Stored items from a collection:
########

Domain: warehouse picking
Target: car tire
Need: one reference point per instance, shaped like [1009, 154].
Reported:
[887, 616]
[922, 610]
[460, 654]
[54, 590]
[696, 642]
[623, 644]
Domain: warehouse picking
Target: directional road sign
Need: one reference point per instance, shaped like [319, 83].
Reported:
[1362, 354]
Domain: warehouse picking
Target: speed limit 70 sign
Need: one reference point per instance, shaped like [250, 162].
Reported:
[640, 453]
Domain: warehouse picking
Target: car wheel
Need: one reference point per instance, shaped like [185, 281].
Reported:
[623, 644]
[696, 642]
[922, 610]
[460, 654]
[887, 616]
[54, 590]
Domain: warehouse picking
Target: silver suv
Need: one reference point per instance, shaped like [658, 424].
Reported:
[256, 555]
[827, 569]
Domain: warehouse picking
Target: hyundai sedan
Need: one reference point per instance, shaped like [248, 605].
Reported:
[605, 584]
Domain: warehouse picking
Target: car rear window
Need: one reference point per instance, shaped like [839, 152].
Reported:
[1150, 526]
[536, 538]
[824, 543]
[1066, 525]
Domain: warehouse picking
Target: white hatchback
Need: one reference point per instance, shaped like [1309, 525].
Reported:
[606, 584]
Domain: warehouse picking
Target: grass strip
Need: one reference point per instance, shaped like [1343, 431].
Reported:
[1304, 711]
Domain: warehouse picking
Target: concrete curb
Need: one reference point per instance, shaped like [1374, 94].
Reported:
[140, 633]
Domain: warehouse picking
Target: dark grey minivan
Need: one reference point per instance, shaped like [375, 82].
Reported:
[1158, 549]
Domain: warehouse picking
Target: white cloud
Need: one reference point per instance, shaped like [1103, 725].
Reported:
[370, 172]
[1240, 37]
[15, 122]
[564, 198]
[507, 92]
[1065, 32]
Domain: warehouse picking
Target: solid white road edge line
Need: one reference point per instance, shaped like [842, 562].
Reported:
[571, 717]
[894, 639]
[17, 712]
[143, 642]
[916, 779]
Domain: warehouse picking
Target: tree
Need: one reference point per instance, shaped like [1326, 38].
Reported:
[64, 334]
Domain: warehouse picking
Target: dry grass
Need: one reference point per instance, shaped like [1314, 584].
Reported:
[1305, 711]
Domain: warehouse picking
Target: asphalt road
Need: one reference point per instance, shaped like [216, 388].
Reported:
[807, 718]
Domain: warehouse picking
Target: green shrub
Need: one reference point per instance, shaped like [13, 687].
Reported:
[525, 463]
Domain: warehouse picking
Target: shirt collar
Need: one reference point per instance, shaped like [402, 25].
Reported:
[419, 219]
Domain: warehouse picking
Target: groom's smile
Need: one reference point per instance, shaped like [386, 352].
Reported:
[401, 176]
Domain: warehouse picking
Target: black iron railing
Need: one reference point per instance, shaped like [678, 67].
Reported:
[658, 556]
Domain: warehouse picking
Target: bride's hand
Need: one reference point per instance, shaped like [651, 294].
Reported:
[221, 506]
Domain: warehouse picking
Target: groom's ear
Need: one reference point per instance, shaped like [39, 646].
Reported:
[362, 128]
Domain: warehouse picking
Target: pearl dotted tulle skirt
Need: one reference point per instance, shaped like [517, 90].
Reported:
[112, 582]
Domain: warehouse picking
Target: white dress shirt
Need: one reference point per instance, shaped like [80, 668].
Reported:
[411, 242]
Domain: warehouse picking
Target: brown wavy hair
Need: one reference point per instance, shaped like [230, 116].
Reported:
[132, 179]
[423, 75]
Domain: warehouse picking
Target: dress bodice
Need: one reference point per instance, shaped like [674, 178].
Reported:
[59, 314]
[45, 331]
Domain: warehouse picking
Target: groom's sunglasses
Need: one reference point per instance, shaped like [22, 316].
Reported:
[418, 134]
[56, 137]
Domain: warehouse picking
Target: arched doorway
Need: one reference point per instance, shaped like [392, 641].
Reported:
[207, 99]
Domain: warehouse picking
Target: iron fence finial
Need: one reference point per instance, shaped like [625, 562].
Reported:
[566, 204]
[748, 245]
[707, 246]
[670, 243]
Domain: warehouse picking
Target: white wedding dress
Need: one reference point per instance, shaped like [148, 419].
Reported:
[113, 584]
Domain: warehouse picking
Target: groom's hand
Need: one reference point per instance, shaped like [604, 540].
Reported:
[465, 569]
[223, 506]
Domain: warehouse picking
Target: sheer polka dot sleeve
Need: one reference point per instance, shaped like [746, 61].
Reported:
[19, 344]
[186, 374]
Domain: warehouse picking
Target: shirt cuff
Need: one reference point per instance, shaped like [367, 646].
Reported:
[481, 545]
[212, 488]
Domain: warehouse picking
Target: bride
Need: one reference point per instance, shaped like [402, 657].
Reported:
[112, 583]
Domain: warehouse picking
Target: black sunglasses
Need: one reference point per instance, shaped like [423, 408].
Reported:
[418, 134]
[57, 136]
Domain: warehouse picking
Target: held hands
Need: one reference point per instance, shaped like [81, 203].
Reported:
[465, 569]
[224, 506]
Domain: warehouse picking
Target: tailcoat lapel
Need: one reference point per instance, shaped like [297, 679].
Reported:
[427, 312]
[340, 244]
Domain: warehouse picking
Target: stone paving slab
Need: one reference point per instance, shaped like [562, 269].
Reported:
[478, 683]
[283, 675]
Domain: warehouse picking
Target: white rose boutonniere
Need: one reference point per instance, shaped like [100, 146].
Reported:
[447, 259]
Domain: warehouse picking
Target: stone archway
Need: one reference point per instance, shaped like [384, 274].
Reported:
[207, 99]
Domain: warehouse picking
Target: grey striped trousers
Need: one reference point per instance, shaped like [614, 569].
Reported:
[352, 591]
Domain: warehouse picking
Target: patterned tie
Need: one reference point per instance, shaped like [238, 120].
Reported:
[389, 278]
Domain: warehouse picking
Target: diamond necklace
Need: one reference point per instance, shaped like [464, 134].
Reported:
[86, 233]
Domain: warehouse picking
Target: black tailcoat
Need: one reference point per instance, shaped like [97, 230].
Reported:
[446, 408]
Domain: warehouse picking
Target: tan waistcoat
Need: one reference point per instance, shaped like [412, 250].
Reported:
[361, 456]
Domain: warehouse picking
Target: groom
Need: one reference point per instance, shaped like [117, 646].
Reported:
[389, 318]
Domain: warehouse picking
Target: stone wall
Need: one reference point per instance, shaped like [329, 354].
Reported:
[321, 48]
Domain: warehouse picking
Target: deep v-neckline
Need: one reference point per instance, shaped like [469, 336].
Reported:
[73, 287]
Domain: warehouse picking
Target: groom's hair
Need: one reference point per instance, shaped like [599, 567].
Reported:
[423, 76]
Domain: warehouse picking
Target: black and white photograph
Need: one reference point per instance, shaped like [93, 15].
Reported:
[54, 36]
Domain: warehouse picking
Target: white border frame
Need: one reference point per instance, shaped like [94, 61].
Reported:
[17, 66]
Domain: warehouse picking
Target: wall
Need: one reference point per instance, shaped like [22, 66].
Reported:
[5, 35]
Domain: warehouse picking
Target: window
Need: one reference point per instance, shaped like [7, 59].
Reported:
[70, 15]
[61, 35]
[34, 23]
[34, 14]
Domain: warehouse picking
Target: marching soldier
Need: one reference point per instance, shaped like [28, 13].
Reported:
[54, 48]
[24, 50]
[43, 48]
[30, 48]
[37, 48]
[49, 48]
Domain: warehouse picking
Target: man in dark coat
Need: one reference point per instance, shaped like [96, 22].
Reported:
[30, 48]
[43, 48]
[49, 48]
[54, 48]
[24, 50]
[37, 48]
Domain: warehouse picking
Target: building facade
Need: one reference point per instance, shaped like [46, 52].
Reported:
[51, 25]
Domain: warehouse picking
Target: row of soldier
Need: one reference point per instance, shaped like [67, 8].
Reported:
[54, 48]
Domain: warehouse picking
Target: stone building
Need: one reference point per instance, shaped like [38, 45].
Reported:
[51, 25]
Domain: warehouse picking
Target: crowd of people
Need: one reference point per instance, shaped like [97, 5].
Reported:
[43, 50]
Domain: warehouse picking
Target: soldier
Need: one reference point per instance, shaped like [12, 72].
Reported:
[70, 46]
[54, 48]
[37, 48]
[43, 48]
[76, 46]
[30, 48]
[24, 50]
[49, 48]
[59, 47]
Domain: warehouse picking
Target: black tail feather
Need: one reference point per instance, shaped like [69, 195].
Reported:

########

» Aim of the exercise
State how many lines of the records contain the string "shirt", treating uppercase and lowercase letters as different. Give only the number.

» Full answer
3